- What the exercise asks -
Reproduce the listing below word for word, from its first line through the line containing "<point>452,656</point>", including both of those lines.

- Record list -
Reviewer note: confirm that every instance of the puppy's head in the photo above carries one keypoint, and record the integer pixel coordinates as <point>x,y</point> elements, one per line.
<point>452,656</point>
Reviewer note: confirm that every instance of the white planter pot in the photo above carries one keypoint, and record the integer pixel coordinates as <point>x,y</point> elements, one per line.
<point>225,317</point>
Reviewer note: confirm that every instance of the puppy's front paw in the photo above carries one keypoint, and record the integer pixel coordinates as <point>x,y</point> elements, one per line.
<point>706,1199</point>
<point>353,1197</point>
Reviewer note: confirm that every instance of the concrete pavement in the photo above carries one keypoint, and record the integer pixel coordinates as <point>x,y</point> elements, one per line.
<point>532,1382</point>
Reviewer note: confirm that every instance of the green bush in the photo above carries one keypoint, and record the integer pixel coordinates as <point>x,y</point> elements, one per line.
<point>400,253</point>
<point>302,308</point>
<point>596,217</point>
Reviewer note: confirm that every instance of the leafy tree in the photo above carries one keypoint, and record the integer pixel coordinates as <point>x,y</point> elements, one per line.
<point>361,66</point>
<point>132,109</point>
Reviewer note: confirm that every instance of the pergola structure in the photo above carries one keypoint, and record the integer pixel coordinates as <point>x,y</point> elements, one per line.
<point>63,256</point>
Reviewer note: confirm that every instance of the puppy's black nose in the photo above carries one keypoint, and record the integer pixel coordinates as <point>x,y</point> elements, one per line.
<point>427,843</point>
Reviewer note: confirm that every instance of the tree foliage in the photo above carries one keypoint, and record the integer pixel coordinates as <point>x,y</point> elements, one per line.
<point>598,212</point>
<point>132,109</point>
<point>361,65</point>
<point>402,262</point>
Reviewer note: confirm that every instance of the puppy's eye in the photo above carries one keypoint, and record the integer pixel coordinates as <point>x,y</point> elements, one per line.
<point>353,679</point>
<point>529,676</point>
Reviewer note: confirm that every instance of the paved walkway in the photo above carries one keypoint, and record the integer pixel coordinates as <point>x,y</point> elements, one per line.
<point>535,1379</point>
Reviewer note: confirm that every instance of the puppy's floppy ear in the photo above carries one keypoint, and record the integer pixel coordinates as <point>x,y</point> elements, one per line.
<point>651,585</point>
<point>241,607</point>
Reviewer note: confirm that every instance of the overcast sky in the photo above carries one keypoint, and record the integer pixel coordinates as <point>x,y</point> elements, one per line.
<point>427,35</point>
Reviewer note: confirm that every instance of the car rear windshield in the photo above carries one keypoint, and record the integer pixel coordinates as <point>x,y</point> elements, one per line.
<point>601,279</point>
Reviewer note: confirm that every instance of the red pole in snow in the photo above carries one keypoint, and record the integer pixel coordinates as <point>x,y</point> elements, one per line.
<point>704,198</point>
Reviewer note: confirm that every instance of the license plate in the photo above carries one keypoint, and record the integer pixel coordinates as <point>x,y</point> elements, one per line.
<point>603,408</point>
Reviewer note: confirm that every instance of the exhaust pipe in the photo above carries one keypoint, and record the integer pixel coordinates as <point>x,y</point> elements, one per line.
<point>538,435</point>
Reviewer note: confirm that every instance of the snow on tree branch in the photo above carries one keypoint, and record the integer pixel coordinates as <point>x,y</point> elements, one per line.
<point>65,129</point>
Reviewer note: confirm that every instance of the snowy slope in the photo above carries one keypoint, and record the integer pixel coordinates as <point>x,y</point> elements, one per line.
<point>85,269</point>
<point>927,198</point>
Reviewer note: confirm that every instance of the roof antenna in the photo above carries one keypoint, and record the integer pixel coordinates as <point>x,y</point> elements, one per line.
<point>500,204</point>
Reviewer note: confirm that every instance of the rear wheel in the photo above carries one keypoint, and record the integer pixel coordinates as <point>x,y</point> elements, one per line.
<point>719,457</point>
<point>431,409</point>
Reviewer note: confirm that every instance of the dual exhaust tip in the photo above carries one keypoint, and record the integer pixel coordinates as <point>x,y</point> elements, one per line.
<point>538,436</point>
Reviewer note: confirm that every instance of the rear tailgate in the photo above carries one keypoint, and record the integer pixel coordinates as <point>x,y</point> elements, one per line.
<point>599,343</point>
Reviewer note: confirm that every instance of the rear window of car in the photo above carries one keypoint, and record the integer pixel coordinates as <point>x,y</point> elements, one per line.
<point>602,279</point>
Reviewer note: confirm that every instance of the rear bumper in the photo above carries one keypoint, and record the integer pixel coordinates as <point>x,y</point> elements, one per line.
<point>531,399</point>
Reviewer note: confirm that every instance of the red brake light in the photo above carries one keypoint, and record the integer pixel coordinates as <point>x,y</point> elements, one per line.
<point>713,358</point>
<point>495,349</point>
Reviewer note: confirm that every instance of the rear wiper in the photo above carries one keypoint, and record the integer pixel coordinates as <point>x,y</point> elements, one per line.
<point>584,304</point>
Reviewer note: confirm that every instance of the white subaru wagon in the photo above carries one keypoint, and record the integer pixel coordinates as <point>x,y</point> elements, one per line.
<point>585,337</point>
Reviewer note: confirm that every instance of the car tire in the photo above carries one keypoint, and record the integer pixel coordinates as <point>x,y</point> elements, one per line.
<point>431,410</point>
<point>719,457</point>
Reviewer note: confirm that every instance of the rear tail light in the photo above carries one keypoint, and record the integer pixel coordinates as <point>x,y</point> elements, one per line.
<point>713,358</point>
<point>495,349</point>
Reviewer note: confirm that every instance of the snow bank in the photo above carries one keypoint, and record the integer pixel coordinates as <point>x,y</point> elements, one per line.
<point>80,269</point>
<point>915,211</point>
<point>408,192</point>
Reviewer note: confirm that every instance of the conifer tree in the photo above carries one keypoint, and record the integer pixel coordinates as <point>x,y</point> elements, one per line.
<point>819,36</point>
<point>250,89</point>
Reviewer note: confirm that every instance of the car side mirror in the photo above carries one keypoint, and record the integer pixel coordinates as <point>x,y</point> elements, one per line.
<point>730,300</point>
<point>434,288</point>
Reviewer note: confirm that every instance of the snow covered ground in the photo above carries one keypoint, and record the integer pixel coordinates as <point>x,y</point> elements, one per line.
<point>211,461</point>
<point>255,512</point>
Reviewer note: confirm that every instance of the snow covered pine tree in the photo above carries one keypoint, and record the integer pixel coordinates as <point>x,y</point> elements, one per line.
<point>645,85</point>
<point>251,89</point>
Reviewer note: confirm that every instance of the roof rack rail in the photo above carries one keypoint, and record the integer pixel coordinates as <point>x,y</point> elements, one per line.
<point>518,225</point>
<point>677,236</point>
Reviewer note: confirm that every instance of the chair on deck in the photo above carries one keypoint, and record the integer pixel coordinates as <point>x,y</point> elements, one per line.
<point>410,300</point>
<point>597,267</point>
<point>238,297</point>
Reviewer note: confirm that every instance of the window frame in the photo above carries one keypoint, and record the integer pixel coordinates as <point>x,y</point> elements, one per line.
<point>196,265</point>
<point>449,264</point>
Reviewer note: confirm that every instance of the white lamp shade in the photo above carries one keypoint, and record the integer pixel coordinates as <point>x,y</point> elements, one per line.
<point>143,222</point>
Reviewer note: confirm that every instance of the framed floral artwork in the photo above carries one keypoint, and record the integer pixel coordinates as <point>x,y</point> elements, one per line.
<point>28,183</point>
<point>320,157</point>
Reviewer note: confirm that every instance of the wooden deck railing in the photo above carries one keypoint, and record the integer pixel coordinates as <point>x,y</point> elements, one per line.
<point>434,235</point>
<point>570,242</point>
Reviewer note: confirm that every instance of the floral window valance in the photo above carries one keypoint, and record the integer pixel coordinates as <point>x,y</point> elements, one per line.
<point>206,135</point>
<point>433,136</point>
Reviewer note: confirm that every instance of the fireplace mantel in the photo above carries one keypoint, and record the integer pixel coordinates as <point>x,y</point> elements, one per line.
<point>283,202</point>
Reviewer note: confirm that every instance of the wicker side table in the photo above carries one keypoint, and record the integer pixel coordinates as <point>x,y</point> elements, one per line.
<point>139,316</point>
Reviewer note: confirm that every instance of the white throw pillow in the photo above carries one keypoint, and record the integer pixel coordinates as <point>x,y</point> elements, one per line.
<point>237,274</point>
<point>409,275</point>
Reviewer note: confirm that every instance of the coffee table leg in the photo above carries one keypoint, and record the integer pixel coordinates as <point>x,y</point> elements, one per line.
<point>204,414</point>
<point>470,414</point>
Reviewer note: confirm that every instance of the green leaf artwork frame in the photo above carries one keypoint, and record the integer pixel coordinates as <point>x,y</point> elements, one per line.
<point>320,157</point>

- Response to the task -
Reviewer note: confirm that every instance of the puppy's head in the photo above carries one keypoint, and record the integer pixel coordinates as <point>x,y</point> elements, one per line.
<point>452,656</point>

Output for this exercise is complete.